Provided passage >>
● ● ● ● ● ● ●
Markus Schiltknecht
Hello Chris,

thank you for putting this together. It seems to be the replication 
guide we are looking for: an overview over the principles and solutions 
of replication for PostgreSQL. Good work!

Some suggestions I came up with when reading: when preparing my 
presentation I came to the conclusion that first introducing 'single- vs 
multi-master' before 'sync vs async' is easier. Especially because of 
the 'after-commit-conflicting-transactions' problem that rises in async, 
multi-master solutions, YMMV.

Being the Postgres-R (8) guy, I of course have some additions to that 
paragraph: You mention Postgres-R being only usable on rather old 
releases. Please also mention that I'm actively working on a production 
grade Postgres-R for an up-to-date PostgreSQL version. There already is 
a downloadable, working prototype.

Concerning Slony-II: AFAIK there is no mechanism to detect conflicts 
earlier for normal transactions (maybe for DDL or TABLE LOCKS or 
something, but mentioning that here is misleading). Such a distributed 
locking mechanism would increase network traffic - and decrease total 

Because Slony-II and Postgres-R are that similar, they also share the 
'problems that emerged'. Because Slony-II and Postgres-R are coceptually 
mostly identical, I'd propose to merge those two paragraphs. You might 
want to add that both projects were created independently, but their 
authors currently plan to join their work and efforts.
● ● ● ● ● ● ●
Rows from an object-pointing dataset
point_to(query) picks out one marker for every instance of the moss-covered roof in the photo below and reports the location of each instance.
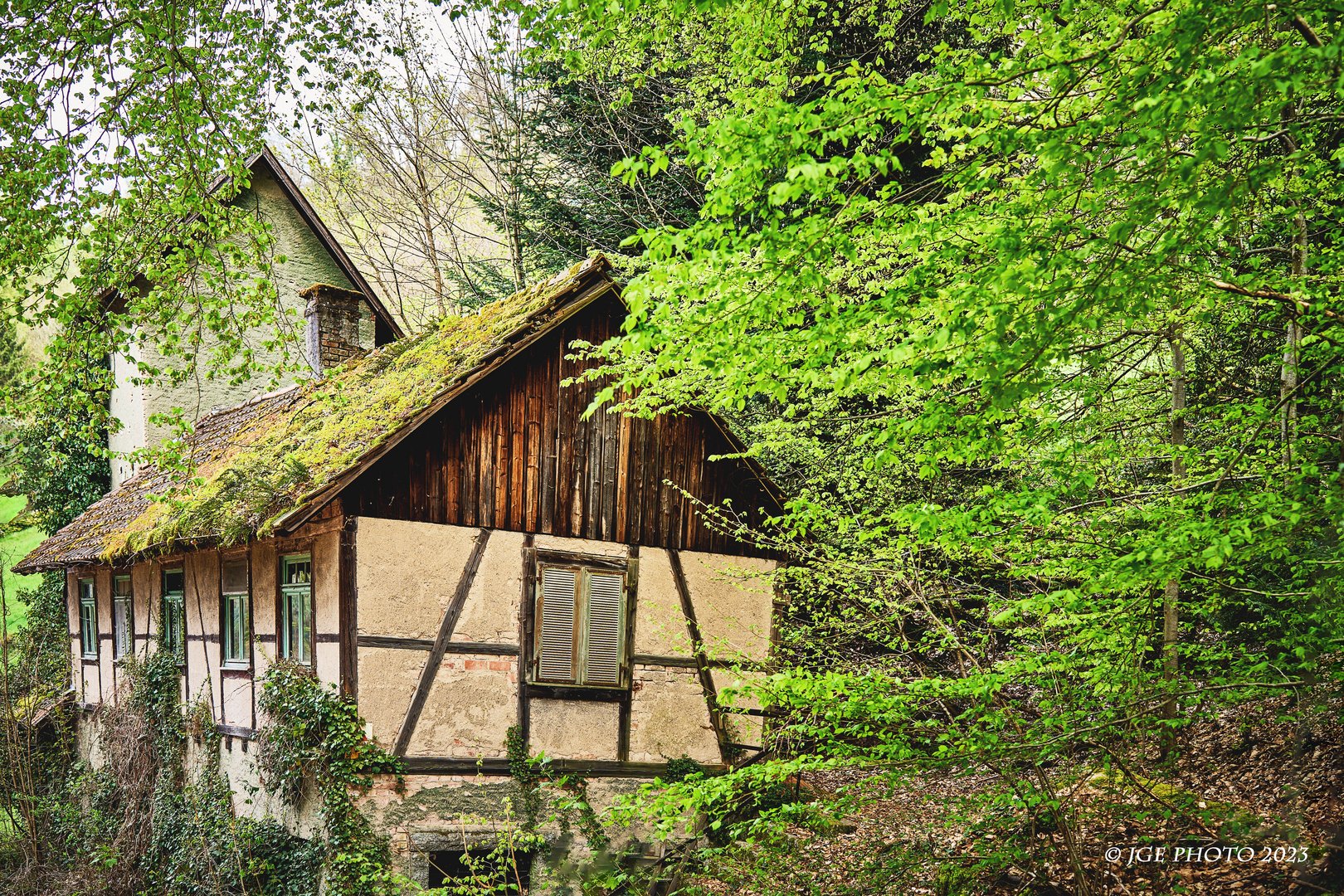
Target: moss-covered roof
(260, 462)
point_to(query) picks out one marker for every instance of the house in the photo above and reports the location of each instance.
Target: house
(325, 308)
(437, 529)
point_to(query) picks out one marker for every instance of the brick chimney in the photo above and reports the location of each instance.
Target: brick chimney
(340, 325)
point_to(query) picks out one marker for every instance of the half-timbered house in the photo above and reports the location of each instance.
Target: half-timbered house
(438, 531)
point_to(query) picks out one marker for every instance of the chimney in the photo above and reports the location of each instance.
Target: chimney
● ● ● ● ● ● ●
Problem statement >>
Return the part of the message on PostgreSQL replication between "Markus Schiltknecht" and "multi-master solutions, YMMV.", inclusive, word for word. Nothing in the listing is needed here.

Problem solution >>
Markus Schiltknecht
Hello Chris,

thank you for putting this together. It seems to be the replication 
guide we are looking for: an overview over the principles and solutions 
of replication for PostgreSQL. Good work!

Some suggestions I came up with when reading: when preparing my 
presentation I came to the conclusion that first introducing 'single- vs 
multi-master' before 'sync vs async' is easier. Especially because of 
the 'after-commit-conflicting-transactions' problem that rises in async, 
multi-master solutions, YMMV.